◆ **EXTRAIT**:
◇ ◇ ◇
Publié le 06/08/2018
Une fièvre sans signe clinique de localisation chez un nourrisson de moins de 3 mois impose un bilan infectieux parce que les infections bactériennes graves sont plus fréquentes qu’après 3 mois et plus difficiles à séparer des infections bénignes. Pour ce faire, le nourrisson est en général conduit aux Urgences d’un hôpital… où la fièvre n’est pas toujours retrouvée. Dans ce cas, peut-on alléger le bilan infectieux, surtout si l’état général est rassurant ? Une étude prospective, qui a comparé la prévalence des infections bactériennes graves selon que la fièvre était retrouvée aux Urgences ou pas, apporte des éléments de réponse.
De 2003 à 2016, 2 470 nourrissons ont consulté aux Urgences d’un hôpital pédiatrique espagnol pour une température axillaire/rectale ≥ 38°C au domicile, sans signe clinique de localisation (pas d’otite, auscultation pulmonaire normale, pas de signes ostéo-articulaires, etc.). La température rectale de 678 d’entre eux (27,4 %) était descendue sous 38°C alors que « la plupart » n’avaient pas reçu d’antipyrétiques auparavant.
Un bilan infectieux a été effectué chez tous les nourrissons : hémogramme, CRP et PCT – à partir de 2007 -, hémocultures, bandelette urinaire et examen cytobactériologique des urines, et, de façon non systématique, ponction lombaire. Les nourrissons à bas risque d’infection bactérienne ont été gardés en observation ≤ 24 h, sans antibiothérapie, dans une Unité d’Hospitalisation de Courte de Durée [UHCD]. Les nourrissons à haut risque et les nourrissons qui présentaient en UHCD des signes évoquant une infection bactérienne ont été hospitalisés.
Les nourrissons apyrétiques aux Urgences (n = 678) et les nourrissons fébriles aux Urgences (n = 1 792) étaient comparables, à ceci près que l’état général des premiers était plus souvent rassurant que celui des seconds.
Les résultats montrent que la prévalence des infections bactériennes graves était similaire dans les 2 groupes de nourrissons.
◇ ◇ ◇
◆ **CONSIGNE 1**:
D'après l'extrait :
(a) Sur quelle période les nourrissons ont-ils consulté aux Urgences de l'hôpital pédiatrique espagnol ?
(b) Chez combien de nourrissons la température rectale était-elle descendue sous 38°C ?
(c) Combien de temps au plus les nourrissons à bas risque ont-ils été gardés en observation en UHCD ?
◆ **CONSIGNE 2**: Reproduisez l'extrait depuis « De 2003 à 2016, 2 » jusqu'à « reçu d’antipyrétiques auparavant. » inclus.
Les lignes qui suivent n'ont aucun lien avec l'extrait.

[Données de pointage par expression référentielle]
◇ ◇ ◇
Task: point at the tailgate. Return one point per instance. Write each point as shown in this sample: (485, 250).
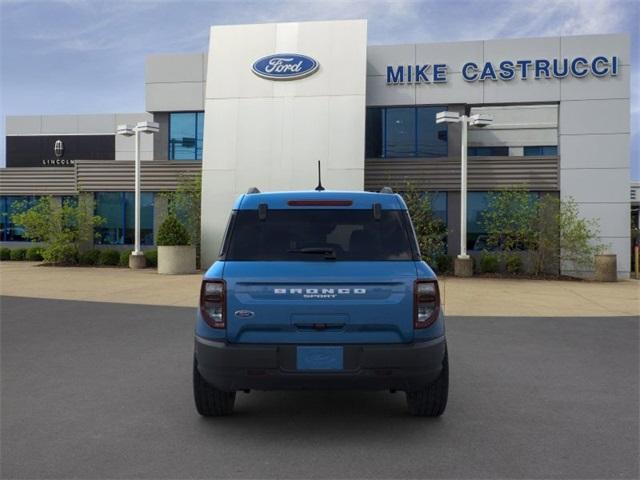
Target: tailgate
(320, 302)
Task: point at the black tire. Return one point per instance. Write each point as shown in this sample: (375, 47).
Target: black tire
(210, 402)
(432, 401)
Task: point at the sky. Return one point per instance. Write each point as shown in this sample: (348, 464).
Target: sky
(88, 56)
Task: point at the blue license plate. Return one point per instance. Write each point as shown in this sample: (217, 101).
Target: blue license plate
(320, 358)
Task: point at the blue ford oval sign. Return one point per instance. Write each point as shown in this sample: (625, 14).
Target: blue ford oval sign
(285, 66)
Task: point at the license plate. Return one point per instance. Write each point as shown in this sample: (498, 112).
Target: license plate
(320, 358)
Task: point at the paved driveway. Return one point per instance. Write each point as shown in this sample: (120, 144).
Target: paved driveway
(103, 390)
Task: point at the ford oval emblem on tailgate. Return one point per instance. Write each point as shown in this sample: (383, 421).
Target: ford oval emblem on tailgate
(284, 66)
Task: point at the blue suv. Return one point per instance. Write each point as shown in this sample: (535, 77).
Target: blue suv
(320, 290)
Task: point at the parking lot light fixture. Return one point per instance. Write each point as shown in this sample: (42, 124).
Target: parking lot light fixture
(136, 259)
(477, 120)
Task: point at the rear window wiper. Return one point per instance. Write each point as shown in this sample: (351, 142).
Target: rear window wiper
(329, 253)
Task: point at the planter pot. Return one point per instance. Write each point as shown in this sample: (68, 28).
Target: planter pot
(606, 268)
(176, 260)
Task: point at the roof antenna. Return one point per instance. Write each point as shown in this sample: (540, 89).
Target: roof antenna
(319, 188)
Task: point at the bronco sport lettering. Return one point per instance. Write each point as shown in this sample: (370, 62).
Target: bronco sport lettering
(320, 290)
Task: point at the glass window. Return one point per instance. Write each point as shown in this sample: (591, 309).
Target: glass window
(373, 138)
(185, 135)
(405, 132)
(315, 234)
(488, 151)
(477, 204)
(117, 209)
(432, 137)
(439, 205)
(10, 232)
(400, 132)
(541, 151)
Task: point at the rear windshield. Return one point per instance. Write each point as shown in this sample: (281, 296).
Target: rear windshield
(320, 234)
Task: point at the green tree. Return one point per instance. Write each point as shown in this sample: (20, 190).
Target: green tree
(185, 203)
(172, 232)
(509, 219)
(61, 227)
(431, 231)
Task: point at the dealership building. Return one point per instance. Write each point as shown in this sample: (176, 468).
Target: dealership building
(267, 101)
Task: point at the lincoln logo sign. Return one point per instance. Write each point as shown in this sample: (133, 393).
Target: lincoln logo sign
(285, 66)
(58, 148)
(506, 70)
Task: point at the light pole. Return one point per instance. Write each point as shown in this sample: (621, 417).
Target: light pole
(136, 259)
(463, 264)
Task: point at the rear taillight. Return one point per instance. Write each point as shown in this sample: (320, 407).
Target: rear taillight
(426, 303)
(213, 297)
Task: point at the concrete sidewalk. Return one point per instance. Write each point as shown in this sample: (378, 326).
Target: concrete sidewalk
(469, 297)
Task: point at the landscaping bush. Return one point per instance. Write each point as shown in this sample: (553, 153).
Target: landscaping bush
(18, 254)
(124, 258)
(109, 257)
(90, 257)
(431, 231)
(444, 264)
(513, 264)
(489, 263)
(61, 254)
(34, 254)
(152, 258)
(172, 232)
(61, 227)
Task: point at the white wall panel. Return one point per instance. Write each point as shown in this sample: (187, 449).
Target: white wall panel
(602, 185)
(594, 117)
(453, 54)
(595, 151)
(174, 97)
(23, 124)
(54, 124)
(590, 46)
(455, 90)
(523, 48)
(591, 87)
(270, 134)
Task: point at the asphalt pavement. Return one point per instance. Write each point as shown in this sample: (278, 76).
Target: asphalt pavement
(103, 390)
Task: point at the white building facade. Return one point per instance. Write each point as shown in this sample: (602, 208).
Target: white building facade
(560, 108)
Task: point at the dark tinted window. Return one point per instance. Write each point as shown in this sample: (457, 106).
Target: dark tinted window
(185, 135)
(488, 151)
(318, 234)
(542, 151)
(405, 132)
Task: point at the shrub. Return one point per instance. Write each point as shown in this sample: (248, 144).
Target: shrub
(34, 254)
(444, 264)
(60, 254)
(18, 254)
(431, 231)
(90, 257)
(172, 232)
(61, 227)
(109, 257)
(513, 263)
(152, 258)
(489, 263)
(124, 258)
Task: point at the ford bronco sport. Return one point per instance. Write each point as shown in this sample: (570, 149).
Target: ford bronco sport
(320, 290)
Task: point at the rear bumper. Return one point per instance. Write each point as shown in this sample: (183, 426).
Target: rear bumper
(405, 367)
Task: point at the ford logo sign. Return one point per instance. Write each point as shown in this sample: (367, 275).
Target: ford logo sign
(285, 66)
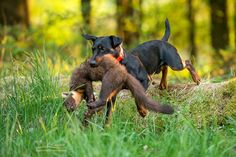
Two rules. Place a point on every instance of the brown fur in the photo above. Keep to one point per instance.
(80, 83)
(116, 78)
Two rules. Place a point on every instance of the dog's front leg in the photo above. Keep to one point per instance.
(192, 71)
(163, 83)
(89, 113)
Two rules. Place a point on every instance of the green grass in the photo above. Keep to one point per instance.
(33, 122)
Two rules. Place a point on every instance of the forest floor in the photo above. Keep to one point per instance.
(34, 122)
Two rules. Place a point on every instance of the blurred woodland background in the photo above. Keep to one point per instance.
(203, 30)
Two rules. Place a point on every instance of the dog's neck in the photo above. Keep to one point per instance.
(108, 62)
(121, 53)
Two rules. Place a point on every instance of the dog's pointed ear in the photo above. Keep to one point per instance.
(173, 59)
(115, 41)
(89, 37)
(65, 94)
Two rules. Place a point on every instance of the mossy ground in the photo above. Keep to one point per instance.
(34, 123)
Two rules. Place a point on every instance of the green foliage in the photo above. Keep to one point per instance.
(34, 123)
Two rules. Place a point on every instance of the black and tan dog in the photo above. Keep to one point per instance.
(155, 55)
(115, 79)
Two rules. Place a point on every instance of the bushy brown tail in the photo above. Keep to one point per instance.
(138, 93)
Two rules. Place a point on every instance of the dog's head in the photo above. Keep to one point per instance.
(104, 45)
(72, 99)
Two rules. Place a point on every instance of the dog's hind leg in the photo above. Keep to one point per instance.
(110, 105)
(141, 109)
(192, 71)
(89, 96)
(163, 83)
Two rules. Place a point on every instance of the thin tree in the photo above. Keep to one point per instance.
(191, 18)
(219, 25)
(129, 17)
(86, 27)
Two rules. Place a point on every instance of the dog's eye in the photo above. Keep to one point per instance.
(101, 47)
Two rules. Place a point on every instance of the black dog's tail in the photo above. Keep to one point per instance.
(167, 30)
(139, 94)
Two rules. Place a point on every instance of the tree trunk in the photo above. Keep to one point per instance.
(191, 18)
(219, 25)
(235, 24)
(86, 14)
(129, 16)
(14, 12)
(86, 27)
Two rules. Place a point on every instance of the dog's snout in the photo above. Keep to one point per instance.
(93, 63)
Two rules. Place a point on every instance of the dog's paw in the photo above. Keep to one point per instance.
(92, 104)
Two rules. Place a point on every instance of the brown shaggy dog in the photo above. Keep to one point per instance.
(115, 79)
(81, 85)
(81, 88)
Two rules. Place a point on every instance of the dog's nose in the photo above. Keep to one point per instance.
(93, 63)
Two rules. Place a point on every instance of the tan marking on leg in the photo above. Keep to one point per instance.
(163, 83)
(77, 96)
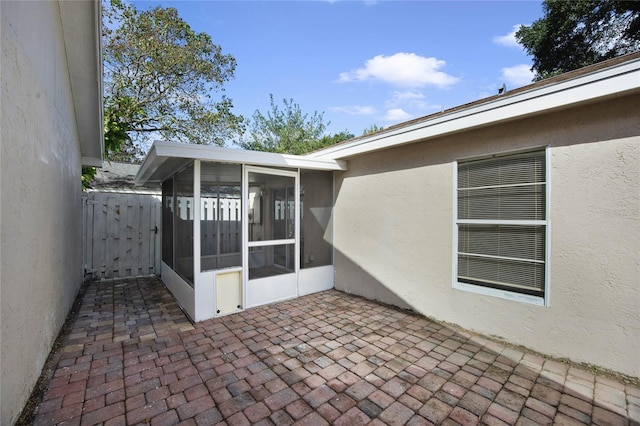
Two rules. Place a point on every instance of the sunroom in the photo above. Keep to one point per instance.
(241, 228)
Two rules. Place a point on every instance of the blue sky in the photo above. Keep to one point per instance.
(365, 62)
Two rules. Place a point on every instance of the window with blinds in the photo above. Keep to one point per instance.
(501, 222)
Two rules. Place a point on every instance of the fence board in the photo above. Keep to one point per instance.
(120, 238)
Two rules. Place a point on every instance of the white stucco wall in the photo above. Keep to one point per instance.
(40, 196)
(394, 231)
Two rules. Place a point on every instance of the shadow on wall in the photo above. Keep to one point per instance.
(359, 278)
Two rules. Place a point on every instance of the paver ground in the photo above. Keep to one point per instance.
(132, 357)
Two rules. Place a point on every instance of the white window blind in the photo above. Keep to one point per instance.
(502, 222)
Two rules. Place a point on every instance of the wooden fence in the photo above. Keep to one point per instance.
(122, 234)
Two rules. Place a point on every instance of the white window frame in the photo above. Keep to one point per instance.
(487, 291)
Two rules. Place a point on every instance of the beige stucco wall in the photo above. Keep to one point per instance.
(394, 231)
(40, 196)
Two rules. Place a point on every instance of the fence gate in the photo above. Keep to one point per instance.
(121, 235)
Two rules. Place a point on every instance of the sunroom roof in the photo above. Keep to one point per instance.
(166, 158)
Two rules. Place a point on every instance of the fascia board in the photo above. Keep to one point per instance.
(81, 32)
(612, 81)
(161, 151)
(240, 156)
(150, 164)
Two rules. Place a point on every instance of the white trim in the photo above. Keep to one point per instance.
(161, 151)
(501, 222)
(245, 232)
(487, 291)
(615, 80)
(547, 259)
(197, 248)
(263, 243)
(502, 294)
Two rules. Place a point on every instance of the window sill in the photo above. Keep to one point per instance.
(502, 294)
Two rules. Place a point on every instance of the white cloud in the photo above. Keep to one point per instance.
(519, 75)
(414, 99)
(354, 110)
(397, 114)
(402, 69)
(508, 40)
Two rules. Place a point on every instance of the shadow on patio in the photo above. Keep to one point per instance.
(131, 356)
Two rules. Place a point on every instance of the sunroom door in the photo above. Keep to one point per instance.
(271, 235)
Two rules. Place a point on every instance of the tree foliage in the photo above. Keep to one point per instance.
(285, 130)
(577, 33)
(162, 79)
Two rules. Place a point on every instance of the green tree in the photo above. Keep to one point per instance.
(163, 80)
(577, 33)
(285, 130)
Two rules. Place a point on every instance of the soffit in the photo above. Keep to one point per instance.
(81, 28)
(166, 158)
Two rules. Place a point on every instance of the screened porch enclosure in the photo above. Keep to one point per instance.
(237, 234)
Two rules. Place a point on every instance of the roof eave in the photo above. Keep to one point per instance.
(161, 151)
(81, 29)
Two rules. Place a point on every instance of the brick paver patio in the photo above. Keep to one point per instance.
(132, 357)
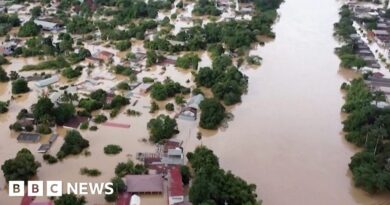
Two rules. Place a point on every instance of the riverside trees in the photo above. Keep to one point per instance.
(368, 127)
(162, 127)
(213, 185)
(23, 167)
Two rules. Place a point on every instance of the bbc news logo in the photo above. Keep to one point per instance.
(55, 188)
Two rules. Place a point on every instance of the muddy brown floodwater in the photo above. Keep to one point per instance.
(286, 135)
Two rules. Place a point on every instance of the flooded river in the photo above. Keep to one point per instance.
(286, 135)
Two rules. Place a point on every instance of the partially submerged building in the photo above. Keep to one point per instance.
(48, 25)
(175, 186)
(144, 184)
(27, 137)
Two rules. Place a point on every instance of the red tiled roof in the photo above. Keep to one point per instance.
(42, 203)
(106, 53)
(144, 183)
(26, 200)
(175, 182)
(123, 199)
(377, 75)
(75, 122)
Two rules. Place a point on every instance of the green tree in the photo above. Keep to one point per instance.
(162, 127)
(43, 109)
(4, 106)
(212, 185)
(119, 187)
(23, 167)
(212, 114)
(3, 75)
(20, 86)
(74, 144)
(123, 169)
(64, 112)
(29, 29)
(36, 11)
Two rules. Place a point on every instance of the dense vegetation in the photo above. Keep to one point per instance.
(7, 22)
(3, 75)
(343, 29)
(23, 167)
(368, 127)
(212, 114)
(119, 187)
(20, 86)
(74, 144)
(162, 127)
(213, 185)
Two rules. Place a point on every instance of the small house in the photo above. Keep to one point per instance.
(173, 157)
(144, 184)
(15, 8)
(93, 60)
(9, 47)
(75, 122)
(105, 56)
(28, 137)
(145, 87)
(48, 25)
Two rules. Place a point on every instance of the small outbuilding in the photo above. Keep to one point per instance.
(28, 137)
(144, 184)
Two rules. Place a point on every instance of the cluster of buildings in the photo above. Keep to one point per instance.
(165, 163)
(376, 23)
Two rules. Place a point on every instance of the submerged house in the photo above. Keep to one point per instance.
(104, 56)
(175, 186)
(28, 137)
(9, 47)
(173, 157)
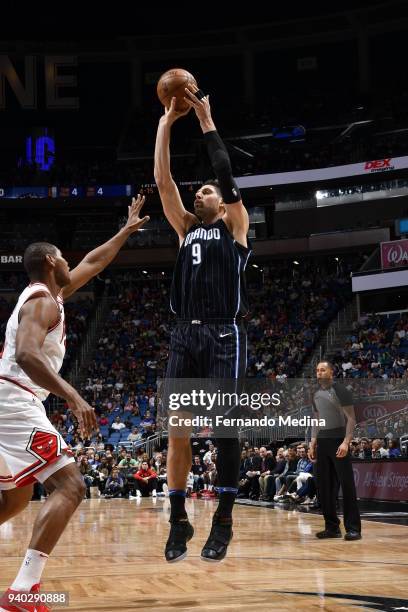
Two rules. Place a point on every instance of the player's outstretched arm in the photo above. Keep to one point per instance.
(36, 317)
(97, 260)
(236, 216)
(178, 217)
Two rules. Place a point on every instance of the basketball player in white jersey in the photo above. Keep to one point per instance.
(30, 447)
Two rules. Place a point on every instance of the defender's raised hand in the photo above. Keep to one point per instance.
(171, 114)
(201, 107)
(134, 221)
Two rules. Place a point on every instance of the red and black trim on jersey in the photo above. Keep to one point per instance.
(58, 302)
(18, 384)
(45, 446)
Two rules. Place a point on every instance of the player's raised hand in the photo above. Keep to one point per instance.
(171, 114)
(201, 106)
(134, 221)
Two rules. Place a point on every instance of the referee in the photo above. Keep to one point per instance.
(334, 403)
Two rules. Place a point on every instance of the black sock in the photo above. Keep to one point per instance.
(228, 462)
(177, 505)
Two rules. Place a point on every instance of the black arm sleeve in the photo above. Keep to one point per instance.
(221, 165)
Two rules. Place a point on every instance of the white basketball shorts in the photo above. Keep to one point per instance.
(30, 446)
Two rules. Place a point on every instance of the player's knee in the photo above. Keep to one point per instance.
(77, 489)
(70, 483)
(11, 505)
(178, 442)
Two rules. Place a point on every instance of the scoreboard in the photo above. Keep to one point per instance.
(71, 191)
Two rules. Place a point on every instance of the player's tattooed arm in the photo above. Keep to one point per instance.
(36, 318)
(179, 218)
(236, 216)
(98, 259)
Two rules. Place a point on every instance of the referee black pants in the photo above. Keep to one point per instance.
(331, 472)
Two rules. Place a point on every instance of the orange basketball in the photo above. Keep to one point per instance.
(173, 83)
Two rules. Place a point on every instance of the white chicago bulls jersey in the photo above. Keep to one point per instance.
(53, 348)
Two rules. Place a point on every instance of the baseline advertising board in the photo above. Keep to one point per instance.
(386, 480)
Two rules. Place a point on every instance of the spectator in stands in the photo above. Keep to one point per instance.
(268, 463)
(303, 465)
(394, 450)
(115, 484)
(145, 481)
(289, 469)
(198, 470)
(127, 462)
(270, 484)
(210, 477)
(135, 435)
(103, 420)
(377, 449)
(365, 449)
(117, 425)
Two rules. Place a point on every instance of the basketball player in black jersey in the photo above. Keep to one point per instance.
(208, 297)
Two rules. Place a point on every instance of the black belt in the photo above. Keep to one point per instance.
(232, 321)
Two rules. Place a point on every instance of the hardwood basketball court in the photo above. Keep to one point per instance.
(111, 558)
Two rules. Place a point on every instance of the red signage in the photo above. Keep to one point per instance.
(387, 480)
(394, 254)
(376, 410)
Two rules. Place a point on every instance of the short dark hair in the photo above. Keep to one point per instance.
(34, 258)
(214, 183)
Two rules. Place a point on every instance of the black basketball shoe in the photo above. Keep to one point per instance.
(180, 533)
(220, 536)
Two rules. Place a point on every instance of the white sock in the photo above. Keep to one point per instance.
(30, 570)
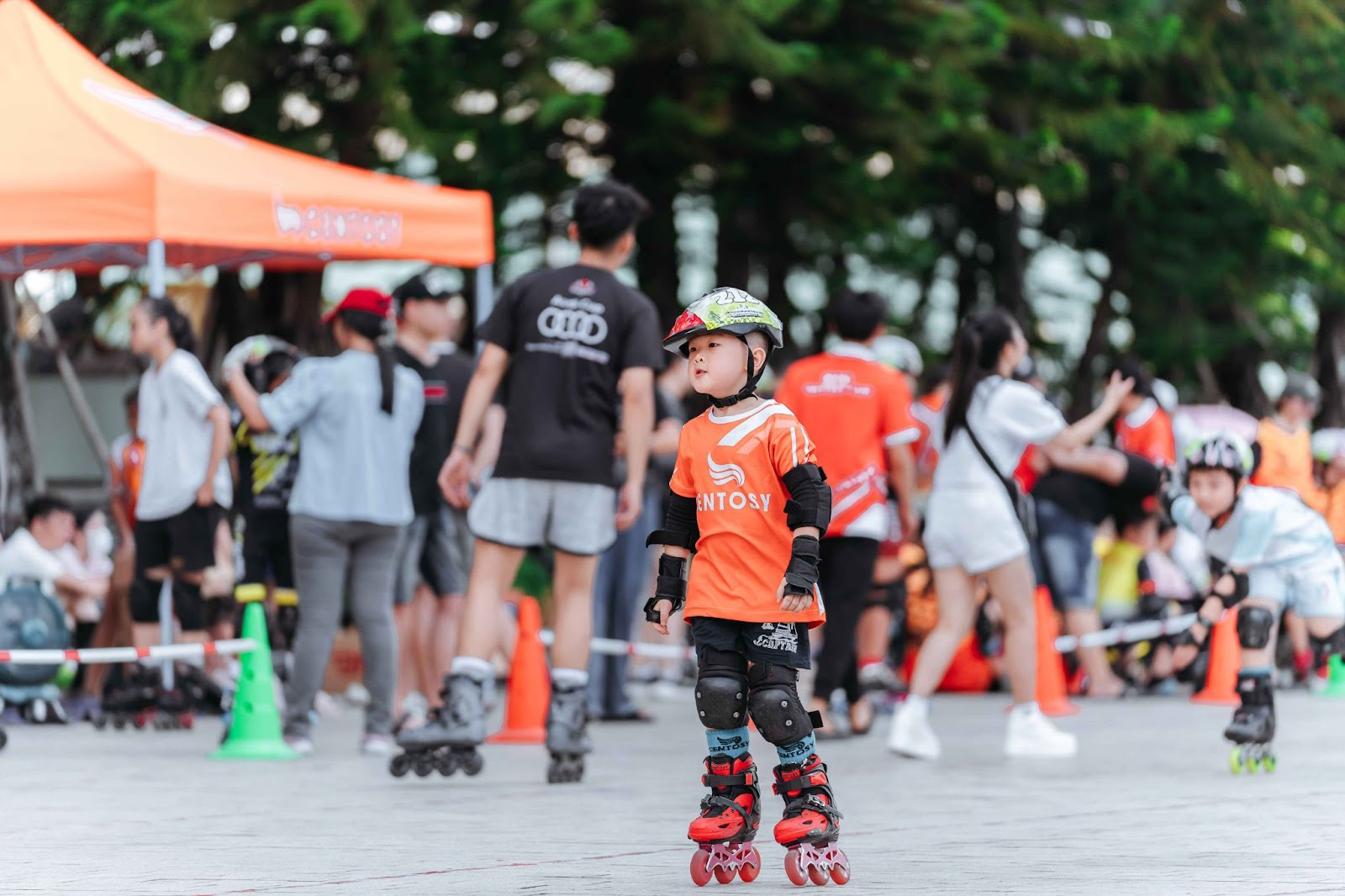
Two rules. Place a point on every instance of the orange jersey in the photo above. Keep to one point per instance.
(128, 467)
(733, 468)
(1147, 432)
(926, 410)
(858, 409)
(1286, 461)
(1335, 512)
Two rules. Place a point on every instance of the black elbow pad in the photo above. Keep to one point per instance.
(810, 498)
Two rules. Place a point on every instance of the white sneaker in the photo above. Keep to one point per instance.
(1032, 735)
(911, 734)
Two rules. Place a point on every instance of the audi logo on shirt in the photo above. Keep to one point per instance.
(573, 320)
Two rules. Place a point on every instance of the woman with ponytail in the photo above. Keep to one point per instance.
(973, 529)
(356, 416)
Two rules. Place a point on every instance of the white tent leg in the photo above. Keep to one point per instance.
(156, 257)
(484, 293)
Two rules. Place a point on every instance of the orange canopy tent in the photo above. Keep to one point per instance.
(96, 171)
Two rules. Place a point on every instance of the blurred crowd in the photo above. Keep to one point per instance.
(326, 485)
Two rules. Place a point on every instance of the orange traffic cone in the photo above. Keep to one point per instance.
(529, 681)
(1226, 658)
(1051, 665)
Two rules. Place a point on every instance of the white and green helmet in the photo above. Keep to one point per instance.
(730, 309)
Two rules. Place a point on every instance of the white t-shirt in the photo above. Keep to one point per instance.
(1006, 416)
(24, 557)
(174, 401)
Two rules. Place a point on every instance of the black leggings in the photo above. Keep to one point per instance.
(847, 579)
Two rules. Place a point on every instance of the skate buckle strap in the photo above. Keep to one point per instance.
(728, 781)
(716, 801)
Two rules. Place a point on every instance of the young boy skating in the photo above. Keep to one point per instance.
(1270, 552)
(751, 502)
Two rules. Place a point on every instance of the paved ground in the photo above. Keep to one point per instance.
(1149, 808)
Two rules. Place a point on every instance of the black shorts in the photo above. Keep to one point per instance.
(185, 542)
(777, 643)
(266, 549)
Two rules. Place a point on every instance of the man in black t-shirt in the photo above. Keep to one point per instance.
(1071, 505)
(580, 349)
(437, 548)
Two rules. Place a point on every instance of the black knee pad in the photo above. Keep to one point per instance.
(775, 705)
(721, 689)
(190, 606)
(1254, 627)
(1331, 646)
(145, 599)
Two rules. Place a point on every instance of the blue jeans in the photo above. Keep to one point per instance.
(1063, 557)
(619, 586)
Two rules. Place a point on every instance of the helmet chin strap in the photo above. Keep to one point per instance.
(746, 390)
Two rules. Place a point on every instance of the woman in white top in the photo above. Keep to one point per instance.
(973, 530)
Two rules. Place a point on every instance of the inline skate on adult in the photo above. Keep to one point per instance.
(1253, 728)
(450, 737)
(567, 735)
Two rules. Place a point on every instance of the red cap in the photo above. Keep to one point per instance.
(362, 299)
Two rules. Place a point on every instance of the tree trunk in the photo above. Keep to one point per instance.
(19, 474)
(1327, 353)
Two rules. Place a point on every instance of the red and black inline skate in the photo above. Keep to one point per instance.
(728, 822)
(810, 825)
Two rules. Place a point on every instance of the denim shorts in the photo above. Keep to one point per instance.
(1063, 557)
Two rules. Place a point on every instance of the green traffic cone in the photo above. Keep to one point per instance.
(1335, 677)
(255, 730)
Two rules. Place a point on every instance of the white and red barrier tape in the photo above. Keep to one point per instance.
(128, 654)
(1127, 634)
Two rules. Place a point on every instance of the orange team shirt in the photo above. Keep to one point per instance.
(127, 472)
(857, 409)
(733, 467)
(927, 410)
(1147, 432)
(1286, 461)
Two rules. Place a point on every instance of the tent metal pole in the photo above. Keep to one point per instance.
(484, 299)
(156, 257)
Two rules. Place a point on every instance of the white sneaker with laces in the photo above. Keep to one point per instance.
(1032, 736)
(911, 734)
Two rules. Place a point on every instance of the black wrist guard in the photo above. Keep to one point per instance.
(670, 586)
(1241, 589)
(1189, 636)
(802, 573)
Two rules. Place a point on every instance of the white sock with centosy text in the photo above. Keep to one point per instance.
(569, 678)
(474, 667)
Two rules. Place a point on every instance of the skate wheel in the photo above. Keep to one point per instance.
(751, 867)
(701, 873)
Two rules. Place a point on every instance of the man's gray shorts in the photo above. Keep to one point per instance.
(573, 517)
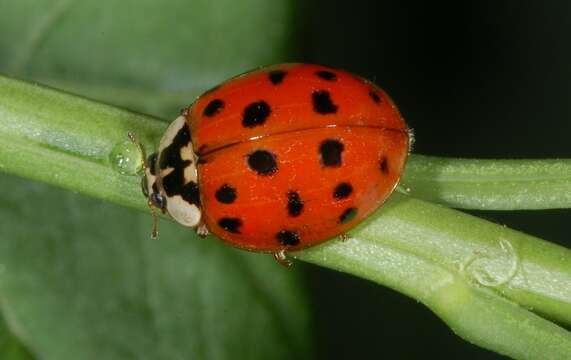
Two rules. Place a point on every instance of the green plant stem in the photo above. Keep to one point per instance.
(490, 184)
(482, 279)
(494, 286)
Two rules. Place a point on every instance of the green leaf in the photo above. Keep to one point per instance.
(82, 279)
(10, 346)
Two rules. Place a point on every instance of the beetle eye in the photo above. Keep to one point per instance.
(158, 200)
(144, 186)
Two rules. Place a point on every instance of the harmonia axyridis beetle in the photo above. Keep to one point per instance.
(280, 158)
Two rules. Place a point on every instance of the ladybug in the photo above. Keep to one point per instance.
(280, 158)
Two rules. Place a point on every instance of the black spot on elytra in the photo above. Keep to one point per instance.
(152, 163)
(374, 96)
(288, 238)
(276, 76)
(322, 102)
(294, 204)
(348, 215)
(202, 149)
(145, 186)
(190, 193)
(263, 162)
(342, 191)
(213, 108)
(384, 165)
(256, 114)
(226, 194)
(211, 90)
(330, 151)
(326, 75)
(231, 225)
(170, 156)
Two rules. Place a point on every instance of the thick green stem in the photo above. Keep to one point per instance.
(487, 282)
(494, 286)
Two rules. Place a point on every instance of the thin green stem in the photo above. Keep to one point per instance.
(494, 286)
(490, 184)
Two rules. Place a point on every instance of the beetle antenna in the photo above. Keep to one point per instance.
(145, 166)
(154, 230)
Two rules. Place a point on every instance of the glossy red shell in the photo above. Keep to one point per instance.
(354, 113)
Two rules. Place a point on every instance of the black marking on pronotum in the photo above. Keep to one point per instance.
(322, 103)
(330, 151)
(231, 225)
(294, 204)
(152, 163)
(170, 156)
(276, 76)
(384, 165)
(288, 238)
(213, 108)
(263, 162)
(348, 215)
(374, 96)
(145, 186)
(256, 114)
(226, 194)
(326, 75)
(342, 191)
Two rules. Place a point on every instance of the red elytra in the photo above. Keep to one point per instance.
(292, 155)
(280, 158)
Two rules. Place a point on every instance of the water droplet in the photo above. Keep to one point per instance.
◇ ◇ ◇
◆ **RÉPONSE RÉDIGÉE 1**:
(a) De 2003 à 2016.
(b) Chez 678 nourrissons, soit 27,4 %.
(c) 24 heures au plus.

◆ **RÉPONSE RÉDIGÉE 2**:
De 2003 à 2016, 2 470 nourrissons ont consulté aux Urgences d’un hôpital pédiatrique espagnol pour une température axillaire/rectale ≥ 38°C au domicile, sans signe clinique de localisation (pas d’otite, auscultation pulmonaire normale, pas de signes ostéo-articulaires, etc.). La température rectale de 678 d’entre eux (27,4 %) était descendue sous 38°C alors que « la plupart » n’avaient pas reçu d’antipyrétiques auparavant.